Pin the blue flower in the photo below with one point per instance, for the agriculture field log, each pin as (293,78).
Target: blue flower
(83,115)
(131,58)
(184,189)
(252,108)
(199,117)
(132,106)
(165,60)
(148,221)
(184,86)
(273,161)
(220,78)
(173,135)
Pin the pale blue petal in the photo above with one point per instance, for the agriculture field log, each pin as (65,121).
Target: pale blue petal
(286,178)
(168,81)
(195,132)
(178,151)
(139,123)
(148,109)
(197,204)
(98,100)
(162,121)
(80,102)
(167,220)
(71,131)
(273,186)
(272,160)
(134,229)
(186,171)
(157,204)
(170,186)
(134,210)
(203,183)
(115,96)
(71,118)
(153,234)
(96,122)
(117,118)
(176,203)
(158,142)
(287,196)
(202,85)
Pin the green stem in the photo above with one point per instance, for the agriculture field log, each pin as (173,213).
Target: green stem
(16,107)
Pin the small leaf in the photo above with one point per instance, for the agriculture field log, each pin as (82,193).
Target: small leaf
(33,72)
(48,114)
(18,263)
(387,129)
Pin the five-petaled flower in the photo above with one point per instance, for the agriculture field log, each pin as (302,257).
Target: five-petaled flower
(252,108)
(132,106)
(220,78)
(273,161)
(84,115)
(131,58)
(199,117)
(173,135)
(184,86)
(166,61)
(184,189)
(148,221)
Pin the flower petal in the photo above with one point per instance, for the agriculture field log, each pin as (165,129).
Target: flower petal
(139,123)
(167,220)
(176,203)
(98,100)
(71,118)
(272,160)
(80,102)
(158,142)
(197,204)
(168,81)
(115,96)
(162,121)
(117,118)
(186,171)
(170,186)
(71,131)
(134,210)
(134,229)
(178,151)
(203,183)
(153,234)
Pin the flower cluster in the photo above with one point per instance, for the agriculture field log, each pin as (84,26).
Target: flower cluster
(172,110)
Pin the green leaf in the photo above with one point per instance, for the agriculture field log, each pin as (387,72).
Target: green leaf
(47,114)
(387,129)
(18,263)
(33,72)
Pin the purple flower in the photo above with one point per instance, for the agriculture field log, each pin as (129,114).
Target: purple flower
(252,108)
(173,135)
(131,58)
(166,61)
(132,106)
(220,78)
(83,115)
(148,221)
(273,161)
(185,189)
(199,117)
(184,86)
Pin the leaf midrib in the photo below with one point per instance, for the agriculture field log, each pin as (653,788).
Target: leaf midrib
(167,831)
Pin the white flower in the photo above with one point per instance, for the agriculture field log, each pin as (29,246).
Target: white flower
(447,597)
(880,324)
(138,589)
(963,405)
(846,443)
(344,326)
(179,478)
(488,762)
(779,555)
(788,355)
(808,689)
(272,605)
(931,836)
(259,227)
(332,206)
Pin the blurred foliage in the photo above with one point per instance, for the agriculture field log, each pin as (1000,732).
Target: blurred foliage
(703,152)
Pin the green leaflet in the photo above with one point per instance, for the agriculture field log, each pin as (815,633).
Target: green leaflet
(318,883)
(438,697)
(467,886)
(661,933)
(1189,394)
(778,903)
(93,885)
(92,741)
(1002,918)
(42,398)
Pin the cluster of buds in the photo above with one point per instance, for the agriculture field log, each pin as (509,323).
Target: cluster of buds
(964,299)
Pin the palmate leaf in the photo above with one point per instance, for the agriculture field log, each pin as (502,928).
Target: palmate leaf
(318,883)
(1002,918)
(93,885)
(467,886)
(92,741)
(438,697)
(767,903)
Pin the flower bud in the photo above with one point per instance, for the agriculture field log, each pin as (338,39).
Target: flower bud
◇ ◇ ◇
TASK OBJECTIVE
Starting with the first line of the listing above, copy each line exactly until you have copied the line containing "Pin the pale". Stop there.

RESPONSE TO THIS TASK
Pin the blue flower in the photo below with one point per instance, for the agriculture field log, each pin as (293,78).
Target: blue flower
(83,115)
(131,58)
(184,189)
(252,108)
(199,117)
(132,106)
(165,60)
(148,221)
(184,86)
(273,161)
(220,78)
(173,135)
Pin the pale blue petal in the photo above with one point per instance, for the agriculture field log, each pin as (65,121).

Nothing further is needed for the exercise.